EXERCISE PROMPT:
What follows are records. Restate all of them word for word.

++++++

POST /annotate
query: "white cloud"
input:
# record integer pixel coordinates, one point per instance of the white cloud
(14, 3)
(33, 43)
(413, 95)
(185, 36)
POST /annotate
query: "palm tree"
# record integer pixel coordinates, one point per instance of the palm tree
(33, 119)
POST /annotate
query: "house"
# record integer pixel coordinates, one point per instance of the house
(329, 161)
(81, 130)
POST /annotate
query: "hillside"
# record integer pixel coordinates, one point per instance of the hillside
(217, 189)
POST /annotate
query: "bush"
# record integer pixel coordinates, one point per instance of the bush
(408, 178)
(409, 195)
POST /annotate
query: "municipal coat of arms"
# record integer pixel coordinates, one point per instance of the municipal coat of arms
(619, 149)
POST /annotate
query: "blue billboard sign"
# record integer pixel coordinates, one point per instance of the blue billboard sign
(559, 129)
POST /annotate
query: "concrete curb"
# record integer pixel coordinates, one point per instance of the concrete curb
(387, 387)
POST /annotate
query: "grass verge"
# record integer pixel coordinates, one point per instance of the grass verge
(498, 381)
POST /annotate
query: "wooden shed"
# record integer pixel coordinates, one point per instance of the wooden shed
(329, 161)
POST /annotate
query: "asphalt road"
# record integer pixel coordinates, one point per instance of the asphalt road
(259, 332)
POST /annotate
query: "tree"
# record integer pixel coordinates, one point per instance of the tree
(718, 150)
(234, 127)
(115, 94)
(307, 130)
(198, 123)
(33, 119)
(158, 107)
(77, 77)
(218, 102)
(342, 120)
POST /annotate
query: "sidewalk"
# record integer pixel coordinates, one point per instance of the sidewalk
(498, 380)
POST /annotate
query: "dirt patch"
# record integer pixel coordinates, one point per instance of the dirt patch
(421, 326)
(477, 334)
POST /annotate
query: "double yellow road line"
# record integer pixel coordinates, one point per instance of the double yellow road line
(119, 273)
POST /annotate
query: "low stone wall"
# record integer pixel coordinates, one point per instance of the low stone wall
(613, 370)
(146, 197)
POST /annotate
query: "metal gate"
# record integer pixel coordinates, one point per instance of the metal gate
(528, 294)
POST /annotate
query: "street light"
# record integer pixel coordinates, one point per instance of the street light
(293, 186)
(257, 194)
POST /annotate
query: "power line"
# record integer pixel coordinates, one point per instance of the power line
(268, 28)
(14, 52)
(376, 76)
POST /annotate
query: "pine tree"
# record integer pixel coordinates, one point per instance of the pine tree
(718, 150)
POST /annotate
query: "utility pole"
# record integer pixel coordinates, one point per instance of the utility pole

++++++

EXERCISE OUTPUT:
POST /annotate
query: "white cloud"
input:
# record integer pixel coordinates, one point per instance of the white cloud
(14, 3)
(33, 43)
(413, 95)
(185, 36)
POST /annotate
query: "palm tree"
# record integer pixel coordinates, one point per instance of the palm tree
(33, 119)
POST /annotate
query: "house"
# record integer pixel coordinates, one point per instance of the house
(329, 161)
(81, 130)
POST /annotate
query: "hillside"
# record integer pixel coordinates, one point per instance of the hillside
(217, 189)
POST /annotate
query: "bush"
# record integer pixel coordinates, one point per instance of the bush
(408, 178)
(409, 195)
POST /annotate
query: "municipal coat of arms"
# record integer pixel coordinates, one point per instance of the municipal coat of arms
(619, 149)
POST /annotate
query: "blue billboard sign"
# record integer pixel coordinates, one point per instance of the blue billboard sign
(559, 129)
POST /annotate
query: "concrete curb"
# record integer pixel coordinates, one point per instance of the concrete curb
(387, 387)
POST /annotate
query: "grass verge"
# record integer pixel coordinates, one point per instance of the grass verge
(498, 381)
POST /annotate
query: "wooden shed"
# record integer pixel coordinates, one point per instance of the wooden shed
(329, 161)
POST /annotate
query: "asphalt road"
# record integer pixel coordinates, one point per instance of the asphalt road
(259, 332)
POST /annotate
query: "tree"
# record integer pixel coordinates, one point per instance of the tree
(718, 150)
(234, 127)
(115, 94)
(307, 130)
(198, 123)
(33, 119)
(158, 107)
(77, 77)
(218, 102)
(342, 120)
POST /annotate
query: "sidewalk"
# record integer pixel coordinates, one point per instance of the sidewalk
(498, 380)
POST /annotate
query: "dirt patch"
# record integer pixel coordinates, one point per instance of the dirt patch
(421, 326)
(477, 334)
POST /annotate
query: "double yellow road line"
# record integer pixel coordinates, one point per instance of the double yellow road line
(119, 273)
POST /annotate
query: "low stone wall"
# record integer pixel coordinates, one point per instance of the low stone wall
(613, 370)
(146, 197)
POST /annotate
query: "metal gate"
# record integer pixel coordinates, one point per instance of the metal gate
(528, 294)
POST /annotate
query: "street light"
# record integer pixel coordinates, one point per instance of the street light
(293, 186)
(257, 194)
POST /annotate
query: "power line"
# record integer pixel coordinates, one point per instance of the power line
(268, 28)
(14, 52)
(376, 76)
POST /annotate
query: "pine tree"
# record integer pixel coordinates, one point per instance of the pine tree
(718, 150)
POST /annotate
query: "utility pole"
# record integer pixel coordinates, one point per instance of the utility pole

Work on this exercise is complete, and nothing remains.